ACTION ITEM = Pull out each line of the records below that contains the word "positive".
---------- DATASET RECORDS ----------
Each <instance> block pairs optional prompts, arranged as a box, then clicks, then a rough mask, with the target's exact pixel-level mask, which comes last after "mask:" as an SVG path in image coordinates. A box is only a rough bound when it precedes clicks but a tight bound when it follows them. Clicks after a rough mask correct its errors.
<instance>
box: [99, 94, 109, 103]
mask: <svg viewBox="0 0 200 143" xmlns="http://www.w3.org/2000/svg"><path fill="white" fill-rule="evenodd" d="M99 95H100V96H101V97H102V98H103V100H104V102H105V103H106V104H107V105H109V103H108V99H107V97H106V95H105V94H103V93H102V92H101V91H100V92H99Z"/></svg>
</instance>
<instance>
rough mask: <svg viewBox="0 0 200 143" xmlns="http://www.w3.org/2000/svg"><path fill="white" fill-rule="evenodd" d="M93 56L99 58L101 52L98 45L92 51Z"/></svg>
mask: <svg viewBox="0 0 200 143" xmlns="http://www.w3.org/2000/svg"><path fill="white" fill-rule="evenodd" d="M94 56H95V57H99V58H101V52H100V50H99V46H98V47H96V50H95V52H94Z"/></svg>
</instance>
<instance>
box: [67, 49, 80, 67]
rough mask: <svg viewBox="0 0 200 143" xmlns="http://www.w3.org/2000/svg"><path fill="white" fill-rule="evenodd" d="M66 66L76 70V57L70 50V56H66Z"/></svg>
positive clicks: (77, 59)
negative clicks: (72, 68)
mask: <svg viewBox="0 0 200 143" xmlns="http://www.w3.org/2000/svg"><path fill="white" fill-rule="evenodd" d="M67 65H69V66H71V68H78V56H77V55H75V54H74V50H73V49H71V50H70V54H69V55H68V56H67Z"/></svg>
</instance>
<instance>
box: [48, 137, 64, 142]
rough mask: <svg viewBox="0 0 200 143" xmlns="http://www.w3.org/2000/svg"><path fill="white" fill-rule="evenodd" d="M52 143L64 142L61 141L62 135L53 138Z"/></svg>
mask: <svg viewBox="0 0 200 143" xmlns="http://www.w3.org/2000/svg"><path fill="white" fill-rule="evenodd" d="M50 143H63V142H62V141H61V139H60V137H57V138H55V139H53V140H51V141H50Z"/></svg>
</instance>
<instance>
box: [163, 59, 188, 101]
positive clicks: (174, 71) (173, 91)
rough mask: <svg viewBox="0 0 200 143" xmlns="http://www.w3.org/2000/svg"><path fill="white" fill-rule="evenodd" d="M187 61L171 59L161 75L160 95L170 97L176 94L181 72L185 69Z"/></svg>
----------
ANSWER SECTION =
positive clicks: (77, 59)
positive clicks: (174, 71) (173, 91)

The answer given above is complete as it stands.